What to produce> The entries that follow are to be duplicated in full, character for character.

(Items from a dataset)
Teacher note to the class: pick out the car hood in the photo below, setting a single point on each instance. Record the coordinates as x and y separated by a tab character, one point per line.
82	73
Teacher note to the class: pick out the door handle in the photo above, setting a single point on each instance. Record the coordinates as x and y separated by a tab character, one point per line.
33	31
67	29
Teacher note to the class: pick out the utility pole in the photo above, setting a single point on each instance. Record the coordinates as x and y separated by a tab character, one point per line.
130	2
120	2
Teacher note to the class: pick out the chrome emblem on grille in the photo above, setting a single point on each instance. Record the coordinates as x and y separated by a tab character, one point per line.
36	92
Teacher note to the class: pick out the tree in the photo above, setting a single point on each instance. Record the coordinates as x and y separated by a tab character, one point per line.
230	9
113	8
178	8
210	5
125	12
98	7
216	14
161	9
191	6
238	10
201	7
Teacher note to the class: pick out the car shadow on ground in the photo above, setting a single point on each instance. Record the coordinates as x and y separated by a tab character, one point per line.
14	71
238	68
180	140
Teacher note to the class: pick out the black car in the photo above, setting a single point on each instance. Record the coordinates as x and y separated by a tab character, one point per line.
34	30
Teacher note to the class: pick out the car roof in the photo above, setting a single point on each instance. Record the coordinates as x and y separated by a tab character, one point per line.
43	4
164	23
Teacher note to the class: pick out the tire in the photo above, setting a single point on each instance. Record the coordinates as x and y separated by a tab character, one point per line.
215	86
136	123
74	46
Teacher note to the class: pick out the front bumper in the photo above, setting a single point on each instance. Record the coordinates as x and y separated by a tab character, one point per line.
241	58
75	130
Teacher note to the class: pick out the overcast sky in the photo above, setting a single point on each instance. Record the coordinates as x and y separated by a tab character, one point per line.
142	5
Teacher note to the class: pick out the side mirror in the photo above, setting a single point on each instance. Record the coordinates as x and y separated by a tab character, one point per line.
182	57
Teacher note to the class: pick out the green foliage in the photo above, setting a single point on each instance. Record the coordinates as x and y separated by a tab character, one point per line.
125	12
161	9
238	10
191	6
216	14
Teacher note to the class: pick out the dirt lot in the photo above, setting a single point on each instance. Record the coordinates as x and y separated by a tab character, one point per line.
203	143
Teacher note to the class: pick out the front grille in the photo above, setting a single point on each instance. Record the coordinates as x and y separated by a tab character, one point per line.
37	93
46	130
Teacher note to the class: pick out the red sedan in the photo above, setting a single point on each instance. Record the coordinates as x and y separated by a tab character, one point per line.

Exercise solution>
Teacher note to the class: pick out the car hood in the photo below, setting a single point on each instance. Record the coordinates as x and y separated by a tab character, one point per line.
82	73
Teacher note to the class: pick out the door handle in the photo above, setting a single point on each instance. Record the coordinates as x and y separated by a tab character, one point per line.
33	31
67	29
Teacher note to the class: pick out the utility pole in the photo above, setting a single point on each instance. Record the coordinates as x and y separated by a tab character, one point per line.
130	2
120	2
Teacher note to the class: pick out the chrome emblem on grille in the photo above, setting a single point on each instance. Record the coordinates as x and y separated by a tab character, one point per line.
36	92
Teacher note to the class: pick out the tree in the photo above, setting a single point on each instance. Record the coordinates as x and y separated by a tab character, one point per line.
230	9
113	8
178	8
210	5
125	12
98	7
216	14
161	9
191	6
238	10
201	7
Teacher note to the class: pick out the car shadow on ground in the photo above, setting a single point on each instance. Record the coordinates as x and y separated by a tab character, one point per line.
14	71
238	68
180	140
Teacher note to the class: pick out the black car in the photo above, setting a single point on each instance. Record the coordinates as x and y separated by a tab character, one point per line.
34	30
Teacher note to the class: pick out the car roof in the photo above, setting a single point on each instance. Record the coordinates as x and y separated by a tab character, one point per line.
43	4
164	23
Teacher note to the class: pick out the tire in the photo above, setting a single point on each instance. Record the coordinates as x and y separated by a tab character, one point per line.
215	86
136	123
74	46
Teacher note to the class: pick out the front bumper in the photo above, setting a single point on each instance. Record the coordinates as x and y separated by a tab character, one point per line.
241	58
75	130
Teacher note to the class: pick out the overcast sky in the photo above, setting a single point on each instance. Record the coordinates as x and y separated by a tab character, one point per line.
142	5
Teacher note to the class: pick out the side mirror in the photo above, setting a single point on each instance. Record the coordinates as x and y separated by a tab character, one point per line.
182	57
Teacher note to the class: pick out the green foliage in the photo above, setting a single point on each instance. Record the coordinates as x and y separated by a tab character, one point per line.
125	12
161	9
238	10
191	6
216	14
Teacher note to the class: pick out the dirt lot in the photo above, setting a single point on each instance. Record the coordinates as x and y separated by a tab character, one point per line.
203	143
Teacher note to the class: pick out the front grille in the photo above, setting a single point on each instance. Record the coordinates as x and y separated by a tab character, one point per line.
37	93
46	130
Teacher note to the class: pick out the red sedan in the photo above, setting a single point on each instance. Record the coordinates as x and y separated by a tab character, one point per line.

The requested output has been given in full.